→ **Polecenie A**: Streść podany fragment w dwóch zdaniach.
→ **Polecenie B**: Wypisz wszystkie formacje mundurowe, które podany fragment wymienia z nazwy.

To samo dotyczy niezaszczepionych lekarzy. Zostanie im cofnięte prawo do wykonywania zawodu? Na jakiej podstawie? Kto ich zastąpi? A jeżeli pacjent chce przyjść do niezaszczepionego lekarza, bo nie robi mu różnicy, czy lekarz przyjął szczepienie czy nie?

Ze służbami mundurowymi jest jeszcze większe zamieszanie. W policji niezaszczepione jest podobno ok. 40 proc. funkcjonariuszy. Można założyć, że to ci, którzy szczepić się po prostu nie chcą. Co się z nimi stanie? Zostaną zwolnieni i policja nagle straci 40 proc. stanu osobowego? Co ze służbami odpowiedzialnymi za zabezpieczenie polskiej granicy? Straż Graniczna może sobie teraz pozwolić na utratę części funkcjonariuszy?

Kto zostanie do służb mundurowych zaliczony? Czy żołnierze WOT zostaną również tym obowiązkiem objęci?

Pojawiają się już kolejne oferty pomocy prawnej. Stowarzyszenie Bronimy Munduru ogłasza: „W obliczu ostatnich wydarzeń związanych z dyskryminacją sanitarną oraz przymusem tzw. »dobrowolnych« szczepień – stajemy w obronie mundurowych, których prawa i wolności zostały naruszone”.

Początek równi pochyłej

Po trzecie – o ile w przypadku służb mundurowych przynależność do tych grup raczej wątpliwości nie budzi, to kto zostanie zaliczony do „nauczycieli”? Czy jedynie ci, którzy pracują na podstawie Karty Nauczyciela? Czy wszyscy, którzy uczą w szkołach publicznych? A może w szkołach w ogóle? Co w takim razie choćby ze współpracującymi nauczycielami języków? A co z placówkami typu prywatne szkoły językowe? Co z uczelniami wyższymi, na których zajęcia prowadzone są często przez osoby z zewnątrz?

Co z lekarzami, którzy prowadzą prywatne praktyki? Co np. z fizjoterapeutami, których praca jest kluczowa dla wielu rekonwalescentów, a którzy mają własne działalności gospodarcze?

Po czwarte – dlaczego wybrano akurat te grupy zawodowe, pokrętnie tłumacząc to „bezpieczeństwem”? Dlaczego obowiązkiem nie objęli się sami posłowie, którzy przecież – przynajmniej w teorii – nieustannie spotykają się z obywatelami? Dlaczego obowiązek nie ma dotyczyć kelnerów, sprzedawców w sklepie albo pracowników stacji benzynowych, którzy wszyscy z ludźmi mają kontakt znacznie częściej niż np. funkcjonariusze Służby Ochrony Państwa?

Zapisane wpisy danych

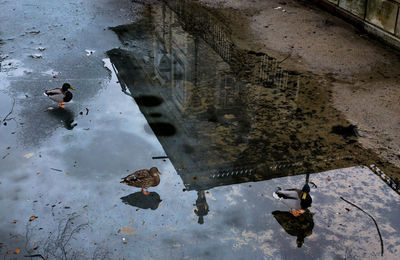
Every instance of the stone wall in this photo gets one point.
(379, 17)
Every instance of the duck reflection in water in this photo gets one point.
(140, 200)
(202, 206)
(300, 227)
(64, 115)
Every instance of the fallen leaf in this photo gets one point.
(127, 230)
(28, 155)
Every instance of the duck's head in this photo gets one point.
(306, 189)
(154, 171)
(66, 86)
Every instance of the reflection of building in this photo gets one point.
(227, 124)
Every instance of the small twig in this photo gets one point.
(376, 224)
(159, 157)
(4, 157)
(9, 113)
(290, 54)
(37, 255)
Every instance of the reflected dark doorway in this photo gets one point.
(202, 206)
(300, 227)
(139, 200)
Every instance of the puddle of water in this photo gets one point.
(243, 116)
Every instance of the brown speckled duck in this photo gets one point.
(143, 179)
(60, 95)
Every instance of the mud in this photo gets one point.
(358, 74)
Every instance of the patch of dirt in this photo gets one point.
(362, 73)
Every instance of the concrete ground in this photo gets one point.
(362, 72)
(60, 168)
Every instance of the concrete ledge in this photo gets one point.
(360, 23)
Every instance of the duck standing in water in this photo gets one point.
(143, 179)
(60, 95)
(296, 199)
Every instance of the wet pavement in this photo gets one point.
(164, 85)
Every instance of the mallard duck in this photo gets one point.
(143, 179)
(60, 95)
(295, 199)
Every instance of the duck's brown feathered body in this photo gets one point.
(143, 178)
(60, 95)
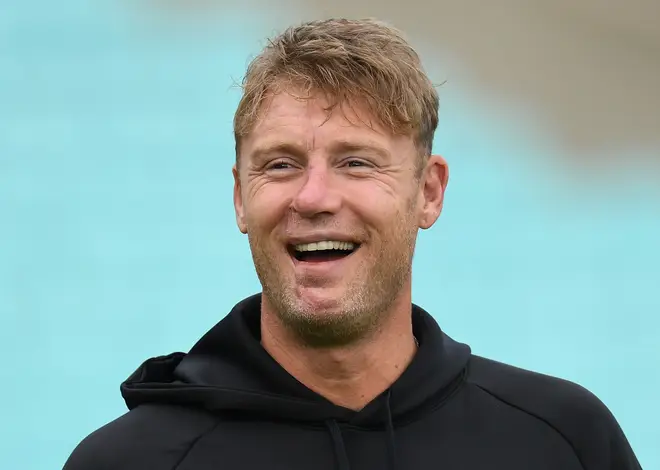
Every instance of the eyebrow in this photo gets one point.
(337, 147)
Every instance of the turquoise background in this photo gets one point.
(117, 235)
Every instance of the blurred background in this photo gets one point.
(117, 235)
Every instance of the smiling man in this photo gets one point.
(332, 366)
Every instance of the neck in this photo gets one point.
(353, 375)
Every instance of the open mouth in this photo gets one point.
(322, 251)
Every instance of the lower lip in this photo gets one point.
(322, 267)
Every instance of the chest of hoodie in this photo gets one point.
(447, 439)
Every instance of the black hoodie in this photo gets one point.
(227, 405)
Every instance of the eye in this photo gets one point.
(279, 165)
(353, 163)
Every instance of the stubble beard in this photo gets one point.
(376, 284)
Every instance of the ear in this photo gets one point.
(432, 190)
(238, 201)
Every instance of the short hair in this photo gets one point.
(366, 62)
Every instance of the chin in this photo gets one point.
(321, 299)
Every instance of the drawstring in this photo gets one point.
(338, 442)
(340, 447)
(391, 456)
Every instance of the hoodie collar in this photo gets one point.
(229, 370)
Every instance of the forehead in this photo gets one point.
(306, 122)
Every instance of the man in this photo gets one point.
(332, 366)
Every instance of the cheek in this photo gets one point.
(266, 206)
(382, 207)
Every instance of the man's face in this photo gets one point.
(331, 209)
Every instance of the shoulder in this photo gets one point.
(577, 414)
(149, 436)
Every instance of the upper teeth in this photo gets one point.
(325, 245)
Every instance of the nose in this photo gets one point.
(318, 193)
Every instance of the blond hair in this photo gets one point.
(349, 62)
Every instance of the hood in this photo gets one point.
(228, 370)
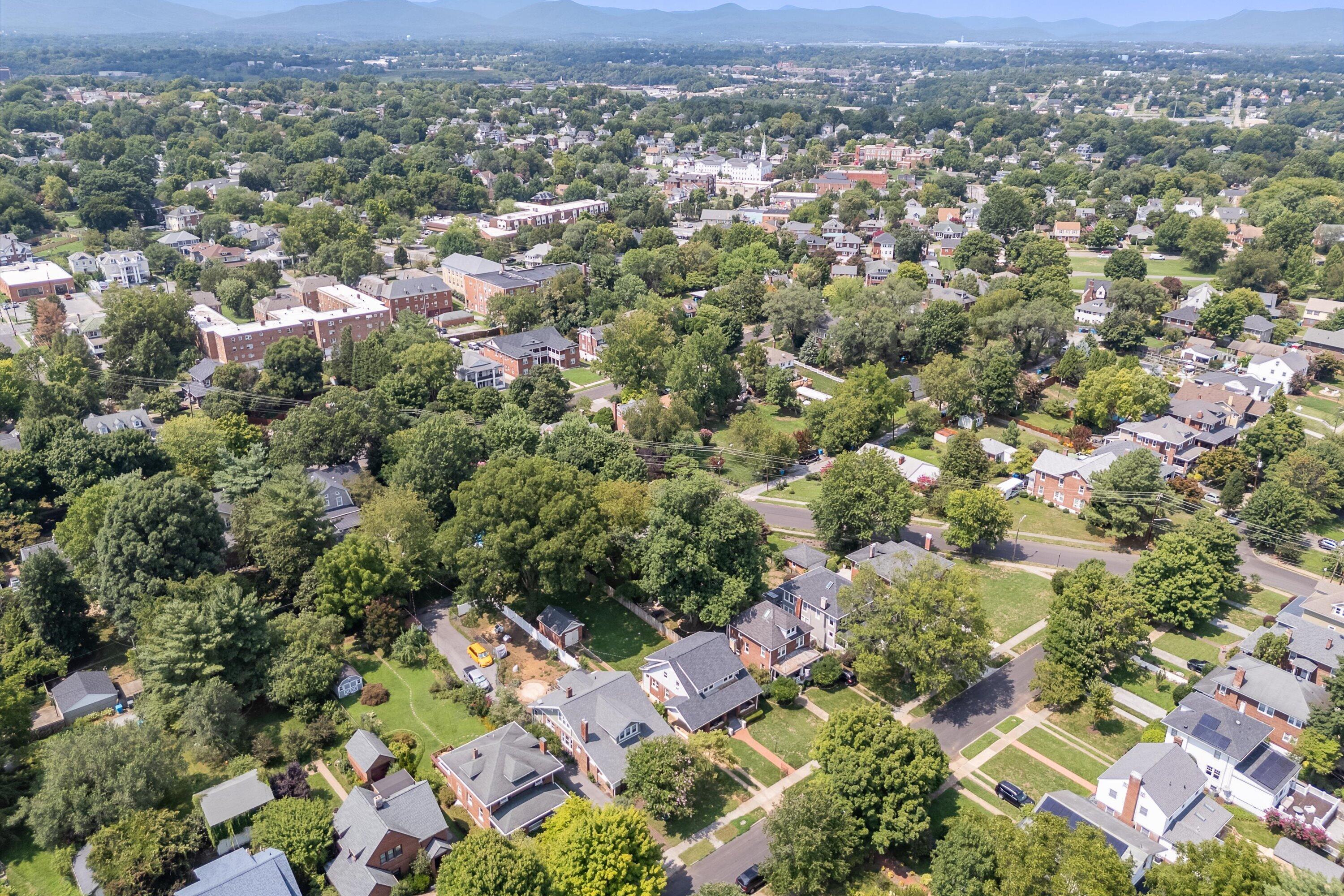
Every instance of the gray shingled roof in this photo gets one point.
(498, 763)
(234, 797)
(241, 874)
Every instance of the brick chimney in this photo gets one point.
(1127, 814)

* * *

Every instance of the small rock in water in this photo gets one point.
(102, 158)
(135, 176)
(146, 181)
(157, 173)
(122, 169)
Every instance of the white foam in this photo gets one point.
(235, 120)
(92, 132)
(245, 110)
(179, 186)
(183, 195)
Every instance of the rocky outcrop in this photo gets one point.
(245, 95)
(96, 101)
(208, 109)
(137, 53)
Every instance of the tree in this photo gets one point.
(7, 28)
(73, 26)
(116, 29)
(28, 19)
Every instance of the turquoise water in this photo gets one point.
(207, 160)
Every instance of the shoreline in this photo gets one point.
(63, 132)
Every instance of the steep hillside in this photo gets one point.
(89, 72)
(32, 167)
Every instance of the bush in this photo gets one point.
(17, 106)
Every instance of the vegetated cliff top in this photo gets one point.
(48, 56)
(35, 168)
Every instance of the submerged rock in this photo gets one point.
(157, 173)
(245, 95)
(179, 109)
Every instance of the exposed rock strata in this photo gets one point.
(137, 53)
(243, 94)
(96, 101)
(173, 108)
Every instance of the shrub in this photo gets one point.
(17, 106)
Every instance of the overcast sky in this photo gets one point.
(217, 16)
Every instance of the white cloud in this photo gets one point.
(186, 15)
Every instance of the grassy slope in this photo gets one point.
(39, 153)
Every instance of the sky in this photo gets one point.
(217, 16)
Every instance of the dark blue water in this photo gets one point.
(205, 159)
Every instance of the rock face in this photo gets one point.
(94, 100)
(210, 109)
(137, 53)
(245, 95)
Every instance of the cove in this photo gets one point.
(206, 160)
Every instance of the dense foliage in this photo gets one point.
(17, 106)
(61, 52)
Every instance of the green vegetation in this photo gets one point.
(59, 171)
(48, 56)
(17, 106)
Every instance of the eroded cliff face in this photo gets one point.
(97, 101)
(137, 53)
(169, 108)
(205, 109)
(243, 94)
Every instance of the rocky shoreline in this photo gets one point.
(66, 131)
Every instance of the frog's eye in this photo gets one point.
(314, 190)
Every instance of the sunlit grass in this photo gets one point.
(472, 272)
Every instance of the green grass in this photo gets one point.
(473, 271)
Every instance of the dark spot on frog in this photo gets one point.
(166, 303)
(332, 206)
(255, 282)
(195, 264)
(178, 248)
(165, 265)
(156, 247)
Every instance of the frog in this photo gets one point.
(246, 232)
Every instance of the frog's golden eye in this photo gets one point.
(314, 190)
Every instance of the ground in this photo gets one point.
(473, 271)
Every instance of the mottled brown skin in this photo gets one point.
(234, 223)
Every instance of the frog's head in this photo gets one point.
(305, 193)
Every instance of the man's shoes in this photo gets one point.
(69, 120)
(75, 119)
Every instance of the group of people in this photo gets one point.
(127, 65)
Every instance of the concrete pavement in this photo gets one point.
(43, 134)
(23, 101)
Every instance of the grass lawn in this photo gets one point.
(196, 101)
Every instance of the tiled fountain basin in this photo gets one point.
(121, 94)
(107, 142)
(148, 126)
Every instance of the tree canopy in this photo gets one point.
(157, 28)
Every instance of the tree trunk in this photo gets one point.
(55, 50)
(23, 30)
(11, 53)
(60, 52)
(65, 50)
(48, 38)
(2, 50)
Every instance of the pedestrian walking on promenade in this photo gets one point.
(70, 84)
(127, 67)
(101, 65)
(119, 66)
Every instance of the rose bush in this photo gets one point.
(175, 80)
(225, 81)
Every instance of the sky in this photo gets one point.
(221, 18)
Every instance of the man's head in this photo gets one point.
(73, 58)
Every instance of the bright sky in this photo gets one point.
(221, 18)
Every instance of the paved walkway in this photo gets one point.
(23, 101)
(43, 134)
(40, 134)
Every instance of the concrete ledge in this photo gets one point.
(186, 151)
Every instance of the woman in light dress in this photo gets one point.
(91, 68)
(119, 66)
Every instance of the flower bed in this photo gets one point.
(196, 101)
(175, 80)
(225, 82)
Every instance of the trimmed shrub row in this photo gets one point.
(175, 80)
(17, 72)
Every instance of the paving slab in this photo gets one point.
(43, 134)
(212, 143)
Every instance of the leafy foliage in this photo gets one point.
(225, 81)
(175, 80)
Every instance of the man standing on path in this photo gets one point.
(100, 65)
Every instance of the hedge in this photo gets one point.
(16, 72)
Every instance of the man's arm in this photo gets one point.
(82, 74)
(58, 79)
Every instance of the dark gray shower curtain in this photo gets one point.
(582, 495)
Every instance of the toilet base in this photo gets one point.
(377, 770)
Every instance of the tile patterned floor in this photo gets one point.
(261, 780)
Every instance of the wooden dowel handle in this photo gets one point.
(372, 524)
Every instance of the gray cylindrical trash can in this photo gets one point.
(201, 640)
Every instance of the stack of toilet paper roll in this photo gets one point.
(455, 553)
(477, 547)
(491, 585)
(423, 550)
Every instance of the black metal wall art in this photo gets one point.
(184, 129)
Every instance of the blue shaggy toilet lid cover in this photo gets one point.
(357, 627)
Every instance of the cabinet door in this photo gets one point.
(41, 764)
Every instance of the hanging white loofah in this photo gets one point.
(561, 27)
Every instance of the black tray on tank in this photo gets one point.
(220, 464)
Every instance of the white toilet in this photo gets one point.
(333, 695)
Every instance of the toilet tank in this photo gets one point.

--

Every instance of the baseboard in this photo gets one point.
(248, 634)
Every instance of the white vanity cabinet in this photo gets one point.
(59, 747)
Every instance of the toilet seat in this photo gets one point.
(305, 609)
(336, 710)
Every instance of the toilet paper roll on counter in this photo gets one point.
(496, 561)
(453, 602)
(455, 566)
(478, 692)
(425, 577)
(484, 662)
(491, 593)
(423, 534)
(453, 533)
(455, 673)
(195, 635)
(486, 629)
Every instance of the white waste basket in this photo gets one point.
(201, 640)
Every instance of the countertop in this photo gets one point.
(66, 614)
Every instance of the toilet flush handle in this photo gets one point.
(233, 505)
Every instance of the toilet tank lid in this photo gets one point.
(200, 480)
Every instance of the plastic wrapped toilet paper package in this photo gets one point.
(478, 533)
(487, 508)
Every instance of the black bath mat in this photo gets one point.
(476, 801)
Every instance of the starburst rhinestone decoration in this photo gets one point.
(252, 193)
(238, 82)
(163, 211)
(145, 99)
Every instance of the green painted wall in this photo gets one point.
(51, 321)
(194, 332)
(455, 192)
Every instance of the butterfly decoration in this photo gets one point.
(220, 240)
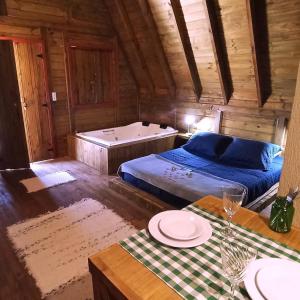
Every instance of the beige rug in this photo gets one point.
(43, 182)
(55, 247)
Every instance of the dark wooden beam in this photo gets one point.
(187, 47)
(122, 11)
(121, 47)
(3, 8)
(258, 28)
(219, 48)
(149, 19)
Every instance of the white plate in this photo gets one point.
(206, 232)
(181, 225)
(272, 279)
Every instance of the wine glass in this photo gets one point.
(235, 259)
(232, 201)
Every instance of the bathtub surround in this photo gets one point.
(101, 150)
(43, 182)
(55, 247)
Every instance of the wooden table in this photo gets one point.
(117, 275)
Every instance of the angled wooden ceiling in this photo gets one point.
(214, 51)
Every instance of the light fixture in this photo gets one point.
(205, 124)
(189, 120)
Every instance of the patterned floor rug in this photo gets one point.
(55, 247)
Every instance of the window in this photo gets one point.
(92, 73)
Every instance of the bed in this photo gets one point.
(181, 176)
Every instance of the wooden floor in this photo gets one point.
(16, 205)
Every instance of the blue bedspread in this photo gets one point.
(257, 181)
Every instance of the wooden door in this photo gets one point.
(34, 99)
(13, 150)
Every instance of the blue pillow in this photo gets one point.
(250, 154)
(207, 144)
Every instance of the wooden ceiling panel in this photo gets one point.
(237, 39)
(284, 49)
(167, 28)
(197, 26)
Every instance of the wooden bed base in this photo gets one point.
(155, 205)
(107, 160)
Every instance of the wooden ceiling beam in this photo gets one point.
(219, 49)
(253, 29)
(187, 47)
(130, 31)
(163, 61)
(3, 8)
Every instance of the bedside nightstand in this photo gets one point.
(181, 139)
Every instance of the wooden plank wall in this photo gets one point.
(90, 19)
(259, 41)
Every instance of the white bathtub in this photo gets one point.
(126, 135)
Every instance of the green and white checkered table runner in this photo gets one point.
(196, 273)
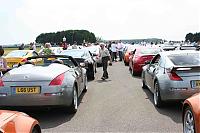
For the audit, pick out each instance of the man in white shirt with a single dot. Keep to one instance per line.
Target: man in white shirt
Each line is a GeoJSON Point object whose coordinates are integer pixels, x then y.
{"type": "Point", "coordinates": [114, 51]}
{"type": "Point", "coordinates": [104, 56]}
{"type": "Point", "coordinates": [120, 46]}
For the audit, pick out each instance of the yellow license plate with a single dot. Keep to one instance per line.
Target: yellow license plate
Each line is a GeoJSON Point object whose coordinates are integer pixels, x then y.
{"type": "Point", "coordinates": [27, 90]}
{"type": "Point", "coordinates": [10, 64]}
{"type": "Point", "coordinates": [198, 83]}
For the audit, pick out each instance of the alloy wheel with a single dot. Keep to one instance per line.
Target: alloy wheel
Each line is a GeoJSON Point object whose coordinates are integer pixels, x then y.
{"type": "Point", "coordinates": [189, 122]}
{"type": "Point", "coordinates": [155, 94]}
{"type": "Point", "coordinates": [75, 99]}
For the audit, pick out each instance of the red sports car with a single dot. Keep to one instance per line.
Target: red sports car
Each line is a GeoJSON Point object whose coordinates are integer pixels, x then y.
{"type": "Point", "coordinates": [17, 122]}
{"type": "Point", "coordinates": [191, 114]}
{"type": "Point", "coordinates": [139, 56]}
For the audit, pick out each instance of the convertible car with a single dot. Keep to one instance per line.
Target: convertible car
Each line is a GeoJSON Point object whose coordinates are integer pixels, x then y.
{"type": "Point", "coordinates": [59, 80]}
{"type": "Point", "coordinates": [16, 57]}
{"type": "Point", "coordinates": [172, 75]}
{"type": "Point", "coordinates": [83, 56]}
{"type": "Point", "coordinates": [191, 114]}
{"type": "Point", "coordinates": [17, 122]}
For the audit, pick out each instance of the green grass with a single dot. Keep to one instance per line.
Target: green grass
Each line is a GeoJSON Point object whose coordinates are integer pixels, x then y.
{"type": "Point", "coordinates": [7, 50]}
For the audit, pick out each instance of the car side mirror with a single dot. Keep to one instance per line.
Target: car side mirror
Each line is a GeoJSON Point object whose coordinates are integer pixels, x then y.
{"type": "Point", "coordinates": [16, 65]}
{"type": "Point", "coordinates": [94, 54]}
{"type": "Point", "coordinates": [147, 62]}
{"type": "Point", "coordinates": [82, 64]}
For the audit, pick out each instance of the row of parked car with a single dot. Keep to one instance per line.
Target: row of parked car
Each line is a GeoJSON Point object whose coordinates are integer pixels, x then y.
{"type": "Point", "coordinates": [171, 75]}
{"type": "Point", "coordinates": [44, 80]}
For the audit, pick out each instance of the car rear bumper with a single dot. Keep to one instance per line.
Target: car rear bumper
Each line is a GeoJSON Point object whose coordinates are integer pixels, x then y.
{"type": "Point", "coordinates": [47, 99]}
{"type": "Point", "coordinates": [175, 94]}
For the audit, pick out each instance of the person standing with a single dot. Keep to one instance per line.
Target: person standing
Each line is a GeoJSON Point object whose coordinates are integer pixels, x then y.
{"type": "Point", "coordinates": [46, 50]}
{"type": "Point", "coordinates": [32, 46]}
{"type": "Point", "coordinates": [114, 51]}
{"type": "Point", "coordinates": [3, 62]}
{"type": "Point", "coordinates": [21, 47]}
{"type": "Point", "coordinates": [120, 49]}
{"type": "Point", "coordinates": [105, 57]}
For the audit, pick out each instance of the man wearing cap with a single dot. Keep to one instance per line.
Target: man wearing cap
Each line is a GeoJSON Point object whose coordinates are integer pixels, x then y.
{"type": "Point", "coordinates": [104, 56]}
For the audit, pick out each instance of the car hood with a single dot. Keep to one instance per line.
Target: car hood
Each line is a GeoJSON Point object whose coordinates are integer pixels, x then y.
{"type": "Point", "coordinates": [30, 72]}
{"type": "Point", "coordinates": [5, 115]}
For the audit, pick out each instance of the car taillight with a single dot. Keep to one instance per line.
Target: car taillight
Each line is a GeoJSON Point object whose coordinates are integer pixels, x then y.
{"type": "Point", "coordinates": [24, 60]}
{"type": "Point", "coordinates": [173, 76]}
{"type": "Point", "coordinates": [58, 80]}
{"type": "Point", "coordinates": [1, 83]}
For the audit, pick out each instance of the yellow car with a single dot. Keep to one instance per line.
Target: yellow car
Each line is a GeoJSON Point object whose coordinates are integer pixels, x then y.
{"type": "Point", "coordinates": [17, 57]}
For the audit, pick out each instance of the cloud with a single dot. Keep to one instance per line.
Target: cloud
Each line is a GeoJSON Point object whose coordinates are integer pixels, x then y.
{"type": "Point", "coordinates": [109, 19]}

→ **Wynik A**: Fragment pyta, co stanie się z niezaszczepionymi lekarzami i funkcjonariuszami służb mundurowych, skoro w policji niezaszczepionych jest podobno ok. 40 proc. funkcjonariuszy, a także kogo dokładnie zaliczy się do nauczycieli. Podważa też wybór tych grup zawodowych i pyta, dlaczego obowiązkiem nie objęli się sami posłowie, a obowiązek nie dotyczy kelnerów, sprzedawców w sklepie ani pracowników stacji benzynowych, którzy mają z ludźmi kontakt znacznie częściej.

→ **Wynik B**:
- policja
- Straż Graniczna
- WOT
- Służba Ochrony Państwa